YOUR INSTRUCTIONS
State how many lines of the records contain the word "leather", giving only the number.

Data listing
::::
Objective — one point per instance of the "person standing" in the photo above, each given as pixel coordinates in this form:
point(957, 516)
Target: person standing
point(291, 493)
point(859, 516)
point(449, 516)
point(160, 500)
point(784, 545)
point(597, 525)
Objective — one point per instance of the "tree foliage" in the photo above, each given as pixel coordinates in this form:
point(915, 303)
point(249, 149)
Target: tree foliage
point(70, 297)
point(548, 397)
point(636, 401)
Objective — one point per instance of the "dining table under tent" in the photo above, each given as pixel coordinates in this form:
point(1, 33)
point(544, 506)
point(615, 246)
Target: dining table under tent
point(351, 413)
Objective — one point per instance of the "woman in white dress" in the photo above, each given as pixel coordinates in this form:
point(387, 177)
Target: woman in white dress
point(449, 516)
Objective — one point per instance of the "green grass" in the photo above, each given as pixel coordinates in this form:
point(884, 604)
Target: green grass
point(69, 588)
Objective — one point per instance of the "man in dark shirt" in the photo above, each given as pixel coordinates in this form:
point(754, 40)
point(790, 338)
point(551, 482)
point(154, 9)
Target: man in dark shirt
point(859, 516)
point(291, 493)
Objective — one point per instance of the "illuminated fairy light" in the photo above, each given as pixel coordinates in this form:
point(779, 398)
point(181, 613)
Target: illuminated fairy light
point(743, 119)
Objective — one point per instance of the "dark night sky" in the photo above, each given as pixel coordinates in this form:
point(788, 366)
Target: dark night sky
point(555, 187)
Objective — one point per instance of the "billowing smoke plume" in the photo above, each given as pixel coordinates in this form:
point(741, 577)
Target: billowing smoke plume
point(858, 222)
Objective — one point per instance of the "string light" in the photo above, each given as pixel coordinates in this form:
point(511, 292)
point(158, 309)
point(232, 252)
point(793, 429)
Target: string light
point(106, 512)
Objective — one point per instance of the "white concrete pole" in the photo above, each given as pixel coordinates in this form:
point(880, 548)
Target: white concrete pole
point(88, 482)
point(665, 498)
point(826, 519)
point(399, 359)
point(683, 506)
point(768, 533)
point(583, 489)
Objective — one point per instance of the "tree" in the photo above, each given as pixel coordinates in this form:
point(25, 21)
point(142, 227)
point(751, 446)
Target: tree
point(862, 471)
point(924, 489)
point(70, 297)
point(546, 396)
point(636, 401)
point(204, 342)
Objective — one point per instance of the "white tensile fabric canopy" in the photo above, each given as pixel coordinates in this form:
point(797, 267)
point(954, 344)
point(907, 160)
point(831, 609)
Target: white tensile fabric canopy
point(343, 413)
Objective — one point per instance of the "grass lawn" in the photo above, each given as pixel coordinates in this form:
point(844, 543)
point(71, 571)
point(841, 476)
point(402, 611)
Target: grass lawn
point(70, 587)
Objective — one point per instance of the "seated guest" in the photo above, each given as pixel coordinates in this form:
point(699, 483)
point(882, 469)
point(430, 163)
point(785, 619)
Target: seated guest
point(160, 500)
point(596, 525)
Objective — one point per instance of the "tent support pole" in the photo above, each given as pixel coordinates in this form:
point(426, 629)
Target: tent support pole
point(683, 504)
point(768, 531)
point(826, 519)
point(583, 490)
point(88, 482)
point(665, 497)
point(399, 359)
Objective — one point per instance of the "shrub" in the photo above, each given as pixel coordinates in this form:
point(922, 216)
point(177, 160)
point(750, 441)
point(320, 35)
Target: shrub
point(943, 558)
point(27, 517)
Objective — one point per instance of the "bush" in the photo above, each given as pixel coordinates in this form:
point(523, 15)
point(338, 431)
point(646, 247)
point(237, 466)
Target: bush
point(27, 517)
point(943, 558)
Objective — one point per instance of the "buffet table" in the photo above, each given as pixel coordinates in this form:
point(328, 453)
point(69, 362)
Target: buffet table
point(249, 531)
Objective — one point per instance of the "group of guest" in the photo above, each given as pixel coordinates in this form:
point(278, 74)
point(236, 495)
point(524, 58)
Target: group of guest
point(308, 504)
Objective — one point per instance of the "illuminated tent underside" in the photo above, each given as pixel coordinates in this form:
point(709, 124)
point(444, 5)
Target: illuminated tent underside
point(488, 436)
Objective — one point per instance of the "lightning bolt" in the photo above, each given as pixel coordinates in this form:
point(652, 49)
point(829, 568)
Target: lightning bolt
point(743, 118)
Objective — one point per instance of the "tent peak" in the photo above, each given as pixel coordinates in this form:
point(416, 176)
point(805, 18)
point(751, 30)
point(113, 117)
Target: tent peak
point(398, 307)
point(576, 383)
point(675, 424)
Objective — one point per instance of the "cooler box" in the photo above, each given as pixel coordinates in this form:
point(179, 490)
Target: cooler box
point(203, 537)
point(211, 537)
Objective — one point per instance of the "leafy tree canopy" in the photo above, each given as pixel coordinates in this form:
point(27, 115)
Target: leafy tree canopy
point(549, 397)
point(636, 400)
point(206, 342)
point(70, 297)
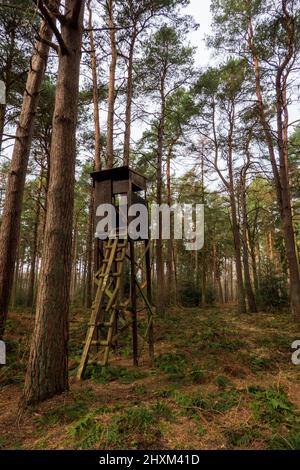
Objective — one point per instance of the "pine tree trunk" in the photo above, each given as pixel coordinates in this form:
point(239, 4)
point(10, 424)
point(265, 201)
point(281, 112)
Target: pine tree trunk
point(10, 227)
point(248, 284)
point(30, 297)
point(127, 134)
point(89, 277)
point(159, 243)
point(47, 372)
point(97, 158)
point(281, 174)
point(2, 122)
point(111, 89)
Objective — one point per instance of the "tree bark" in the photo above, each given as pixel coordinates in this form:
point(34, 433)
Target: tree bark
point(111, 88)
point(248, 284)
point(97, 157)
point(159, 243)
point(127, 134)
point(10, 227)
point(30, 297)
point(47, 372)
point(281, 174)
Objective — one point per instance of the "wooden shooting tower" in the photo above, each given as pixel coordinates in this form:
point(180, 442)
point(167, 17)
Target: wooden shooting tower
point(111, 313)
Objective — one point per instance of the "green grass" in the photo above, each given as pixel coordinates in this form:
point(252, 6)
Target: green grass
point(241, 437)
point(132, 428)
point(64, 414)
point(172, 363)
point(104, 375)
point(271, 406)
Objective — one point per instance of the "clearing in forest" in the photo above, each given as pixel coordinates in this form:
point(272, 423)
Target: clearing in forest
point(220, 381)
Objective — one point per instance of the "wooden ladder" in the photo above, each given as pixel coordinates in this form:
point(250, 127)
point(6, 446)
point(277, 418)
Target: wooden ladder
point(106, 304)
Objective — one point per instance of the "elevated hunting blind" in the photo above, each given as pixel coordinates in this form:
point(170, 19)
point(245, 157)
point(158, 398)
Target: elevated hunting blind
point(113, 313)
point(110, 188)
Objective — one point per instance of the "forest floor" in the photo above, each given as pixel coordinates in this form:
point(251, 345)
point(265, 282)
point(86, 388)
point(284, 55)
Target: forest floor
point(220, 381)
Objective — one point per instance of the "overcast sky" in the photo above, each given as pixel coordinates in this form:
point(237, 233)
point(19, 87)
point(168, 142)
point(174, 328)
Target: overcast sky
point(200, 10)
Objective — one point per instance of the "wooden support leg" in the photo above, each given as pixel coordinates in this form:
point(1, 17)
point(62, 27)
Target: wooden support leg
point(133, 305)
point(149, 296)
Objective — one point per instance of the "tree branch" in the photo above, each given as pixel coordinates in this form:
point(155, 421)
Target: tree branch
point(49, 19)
::::
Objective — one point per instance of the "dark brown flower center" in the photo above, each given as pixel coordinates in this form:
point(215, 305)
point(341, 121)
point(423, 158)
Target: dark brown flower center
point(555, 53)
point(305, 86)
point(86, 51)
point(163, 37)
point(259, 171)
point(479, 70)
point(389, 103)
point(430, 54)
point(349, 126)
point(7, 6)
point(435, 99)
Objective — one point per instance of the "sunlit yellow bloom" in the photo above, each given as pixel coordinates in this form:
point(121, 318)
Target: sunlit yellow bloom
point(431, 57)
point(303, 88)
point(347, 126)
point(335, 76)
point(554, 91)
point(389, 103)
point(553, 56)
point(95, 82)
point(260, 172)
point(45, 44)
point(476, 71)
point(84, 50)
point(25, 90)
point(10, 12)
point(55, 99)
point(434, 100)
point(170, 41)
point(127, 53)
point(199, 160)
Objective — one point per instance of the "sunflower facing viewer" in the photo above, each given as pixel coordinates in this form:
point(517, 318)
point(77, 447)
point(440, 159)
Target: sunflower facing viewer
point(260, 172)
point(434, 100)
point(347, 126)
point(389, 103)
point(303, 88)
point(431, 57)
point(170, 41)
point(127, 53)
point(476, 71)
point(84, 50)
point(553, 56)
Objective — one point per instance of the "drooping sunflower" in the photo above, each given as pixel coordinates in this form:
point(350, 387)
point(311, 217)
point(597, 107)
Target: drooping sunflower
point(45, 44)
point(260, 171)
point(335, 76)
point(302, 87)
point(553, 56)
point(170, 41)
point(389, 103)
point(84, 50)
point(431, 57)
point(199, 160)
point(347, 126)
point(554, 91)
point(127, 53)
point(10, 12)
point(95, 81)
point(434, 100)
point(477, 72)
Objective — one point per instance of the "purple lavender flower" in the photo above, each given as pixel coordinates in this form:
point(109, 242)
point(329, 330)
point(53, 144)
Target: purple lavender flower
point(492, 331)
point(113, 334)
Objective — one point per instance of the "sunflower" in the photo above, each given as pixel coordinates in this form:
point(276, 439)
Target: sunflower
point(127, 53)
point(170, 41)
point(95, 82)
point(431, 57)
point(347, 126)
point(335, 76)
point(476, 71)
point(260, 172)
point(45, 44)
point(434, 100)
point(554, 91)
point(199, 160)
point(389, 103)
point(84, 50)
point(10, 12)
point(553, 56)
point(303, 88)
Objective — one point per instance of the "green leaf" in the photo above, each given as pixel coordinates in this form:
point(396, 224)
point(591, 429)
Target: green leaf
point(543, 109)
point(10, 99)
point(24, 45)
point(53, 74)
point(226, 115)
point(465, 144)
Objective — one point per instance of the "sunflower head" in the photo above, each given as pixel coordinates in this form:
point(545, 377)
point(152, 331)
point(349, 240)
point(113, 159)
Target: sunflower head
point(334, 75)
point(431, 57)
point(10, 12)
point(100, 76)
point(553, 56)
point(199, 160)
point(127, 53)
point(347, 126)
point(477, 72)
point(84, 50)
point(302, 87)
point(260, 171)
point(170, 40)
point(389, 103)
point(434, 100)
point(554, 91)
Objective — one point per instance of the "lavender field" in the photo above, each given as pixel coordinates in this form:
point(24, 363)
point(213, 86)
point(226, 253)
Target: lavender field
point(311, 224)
::::
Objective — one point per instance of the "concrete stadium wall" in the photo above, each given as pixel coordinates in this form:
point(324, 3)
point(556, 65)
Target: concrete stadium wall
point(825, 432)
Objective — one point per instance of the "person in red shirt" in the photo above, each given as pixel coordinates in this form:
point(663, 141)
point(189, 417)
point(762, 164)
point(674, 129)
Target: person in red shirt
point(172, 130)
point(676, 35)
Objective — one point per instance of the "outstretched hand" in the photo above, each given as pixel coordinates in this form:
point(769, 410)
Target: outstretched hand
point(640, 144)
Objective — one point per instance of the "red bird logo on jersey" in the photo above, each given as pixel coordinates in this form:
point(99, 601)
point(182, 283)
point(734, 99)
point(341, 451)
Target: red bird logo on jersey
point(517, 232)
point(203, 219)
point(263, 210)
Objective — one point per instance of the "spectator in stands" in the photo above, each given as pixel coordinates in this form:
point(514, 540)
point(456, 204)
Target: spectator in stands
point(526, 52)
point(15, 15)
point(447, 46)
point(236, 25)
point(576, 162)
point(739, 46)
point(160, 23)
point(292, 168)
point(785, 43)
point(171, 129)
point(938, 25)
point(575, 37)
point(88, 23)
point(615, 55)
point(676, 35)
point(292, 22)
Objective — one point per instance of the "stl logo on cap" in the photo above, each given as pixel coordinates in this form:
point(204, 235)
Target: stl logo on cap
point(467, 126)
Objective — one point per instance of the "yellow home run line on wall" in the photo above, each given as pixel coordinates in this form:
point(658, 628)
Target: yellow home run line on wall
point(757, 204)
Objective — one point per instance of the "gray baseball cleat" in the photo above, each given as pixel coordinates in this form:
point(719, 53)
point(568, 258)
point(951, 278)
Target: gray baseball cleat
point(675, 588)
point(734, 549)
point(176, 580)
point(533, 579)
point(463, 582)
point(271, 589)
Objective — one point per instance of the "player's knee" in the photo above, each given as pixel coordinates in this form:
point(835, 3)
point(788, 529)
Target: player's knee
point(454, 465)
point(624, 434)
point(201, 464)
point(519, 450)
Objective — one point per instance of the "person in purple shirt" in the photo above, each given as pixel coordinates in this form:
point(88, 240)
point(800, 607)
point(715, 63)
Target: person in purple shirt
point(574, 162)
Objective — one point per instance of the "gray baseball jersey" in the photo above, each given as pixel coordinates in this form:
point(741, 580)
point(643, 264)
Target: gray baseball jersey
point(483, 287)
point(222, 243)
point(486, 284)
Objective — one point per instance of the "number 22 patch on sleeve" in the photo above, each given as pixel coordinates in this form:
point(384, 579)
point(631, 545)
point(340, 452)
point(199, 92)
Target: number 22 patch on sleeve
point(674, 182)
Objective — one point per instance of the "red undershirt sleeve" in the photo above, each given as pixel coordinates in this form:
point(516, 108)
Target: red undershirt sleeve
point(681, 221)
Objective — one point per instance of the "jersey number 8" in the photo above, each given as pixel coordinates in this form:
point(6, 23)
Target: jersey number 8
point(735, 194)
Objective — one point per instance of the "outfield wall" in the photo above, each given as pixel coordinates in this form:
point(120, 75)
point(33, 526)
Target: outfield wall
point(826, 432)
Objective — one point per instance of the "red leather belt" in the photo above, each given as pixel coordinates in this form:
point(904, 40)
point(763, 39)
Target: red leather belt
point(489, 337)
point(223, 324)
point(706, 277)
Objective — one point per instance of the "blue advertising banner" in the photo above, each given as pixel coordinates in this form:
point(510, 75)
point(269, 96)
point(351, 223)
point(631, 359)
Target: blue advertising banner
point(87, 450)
::::
RESULT FOR THIS TASK
2